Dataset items
+ + + +

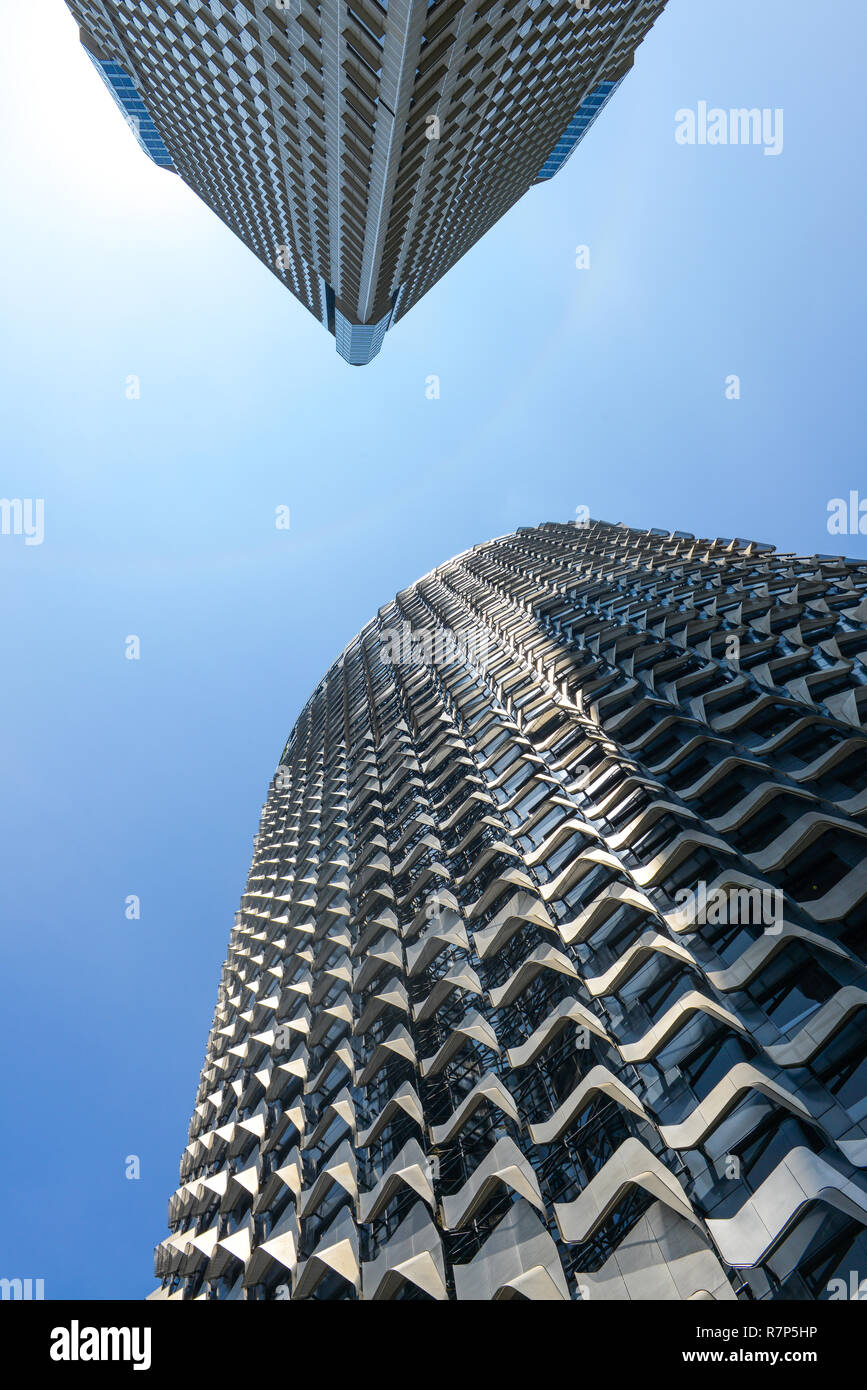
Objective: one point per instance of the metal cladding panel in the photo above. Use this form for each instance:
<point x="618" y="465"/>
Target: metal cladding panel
<point x="548" y="979"/>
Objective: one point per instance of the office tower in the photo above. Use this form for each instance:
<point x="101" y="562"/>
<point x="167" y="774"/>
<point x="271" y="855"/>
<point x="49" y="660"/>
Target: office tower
<point x="549" y="975"/>
<point x="360" y="149"/>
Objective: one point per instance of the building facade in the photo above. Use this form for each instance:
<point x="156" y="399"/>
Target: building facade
<point x="360" y="149"/>
<point x="549" y="975"/>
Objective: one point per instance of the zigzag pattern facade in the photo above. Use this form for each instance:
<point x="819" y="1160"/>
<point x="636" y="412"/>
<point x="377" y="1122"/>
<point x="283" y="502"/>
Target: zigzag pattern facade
<point x="505" y="1011"/>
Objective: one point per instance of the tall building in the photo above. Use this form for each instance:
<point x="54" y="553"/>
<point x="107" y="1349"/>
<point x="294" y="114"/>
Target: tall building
<point x="549" y="975"/>
<point x="359" y="149"/>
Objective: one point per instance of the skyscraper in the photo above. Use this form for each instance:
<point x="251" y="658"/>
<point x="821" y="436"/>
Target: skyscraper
<point x="359" y="149"/>
<point x="549" y="975"/>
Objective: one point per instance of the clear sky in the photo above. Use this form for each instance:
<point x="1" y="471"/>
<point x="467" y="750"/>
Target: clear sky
<point x="559" y="388"/>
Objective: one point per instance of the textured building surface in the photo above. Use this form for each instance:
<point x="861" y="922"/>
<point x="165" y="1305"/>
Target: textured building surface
<point x="549" y="975"/>
<point x="360" y="149"/>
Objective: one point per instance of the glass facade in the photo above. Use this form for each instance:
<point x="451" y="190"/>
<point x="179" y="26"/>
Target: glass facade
<point x="135" y="113"/>
<point x="549" y="976"/>
<point x="360" y="149"/>
<point x="587" y="113"/>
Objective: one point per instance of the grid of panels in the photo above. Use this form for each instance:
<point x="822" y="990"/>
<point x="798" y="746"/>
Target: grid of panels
<point x="361" y="146"/>
<point x="478" y="1033"/>
<point x="588" y="111"/>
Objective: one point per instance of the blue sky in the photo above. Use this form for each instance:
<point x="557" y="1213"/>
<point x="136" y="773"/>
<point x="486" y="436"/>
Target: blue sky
<point x="559" y="388"/>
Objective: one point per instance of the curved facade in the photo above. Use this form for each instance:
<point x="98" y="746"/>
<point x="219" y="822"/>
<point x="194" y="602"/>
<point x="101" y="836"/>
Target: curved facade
<point x="360" y="149"/>
<point x="549" y="975"/>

+ + + +

**WHAT THE TASK REQUIRES:** Can you write out every line of the items above word for word, leaving out the pictures?

**RESPONSE TO THIS EXERCISE:**
Objective: one point per instance of the metal cladding panel in the photo above. Use this form for each instance:
<point x="618" y="465"/>
Target: metal cladding panel
<point x="548" y="979"/>
Objective: one point per instance of the office tower in the photo above. Use this form for each instance:
<point x="101" y="562"/>
<point x="167" y="774"/>
<point x="271" y="855"/>
<point x="49" y="660"/>
Target: office tower
<point x="549" y="975"/>
<point x="360" y="149"/>
Objective: one point per instance of the building facade in the photo above. Use this form for each instance:
<point x="156" y="399"/>
Target: building facade
<point x="360" y="149"/>
<point x="549" y="975"/>
Objective: one point per instance of the zigzag pattern facade in the photo above. Use this form for each instance:
<point x="819" y="1160"/>
<point x="636" y="412"/>
<point x="377" y="1122"/>
<point x="283" y="502"/>
Target: zigzag pattern facade
<point x="505" y="1011"/>
Objective: one point per instance of the tall building in the photo above. Use this form for each instance:
<point x="54" y="553"/>
<point x="107" y="1349"/>
<point x="294" y="114"/>
Target: tall building
<point x="549" y="975"/>
<point x="359" y="149"/>
Objective: one point per instance of the skyscraper in the photo above. Use this form for each instance:
<point x="251" y="658"/>
<point x="821" y="436"/>
Target: skyscraper
<point x="359" y="149"/>
<point x="549" y="975"/>
Objective: one point per instance of the clear sky in the photo above. Use this form for each instance:
<point x="1" y="471"/>
<point x="467" y="750"/>
Target: clear sky
<point x="559" y="388"/>
Objective: one point per instance of the textured building surface in the photo above. Use this form for each instance:
<point x="861" y="922"/>
<point x="165" y="1305"/>
Target: textured building surface
<point x="549" y="975"/>
<point x="360" y="149"/>
Objective: one point per instance of the glass facade in the photo above. Use this form for each instance:
<point x="451" y="190"/>
<point x="179" y="26"/>
Target: glass facade
<point x="135" y="113"/>
<point x="549" y="976"/>
<point x="360" y="149"/>
<point x="587" y="113"/>
Objective: one point per instance of the grid of panels in the photo above. Use this form for each instance:
<point x="822" y="990"/>
<point x="798" y="746"/>
Target: grid of panels
<point x="361" y="146"/>
<point x="478" y="1033"/>
<point x="588" y="111"/>
Objective: one point per instance of the blue sky in the photo above. Use this form for each instance:
<point x="557" y="1213"/>
<point x="136" y="773"/>
<point x="486" y="436"/>
Target: blue sky
<point x="559" y="388"/>
Objective: one point per instance of the curved facade in the photo above. Use this form for each instance:
<point x="98" y="746"/>
<point x="219" y="822"/>
<point x="194" y="602"/>
<point x="101" y="836"/>
Target: curved facade
<point x="360" y="149"/>
<point x="549" y="975"/>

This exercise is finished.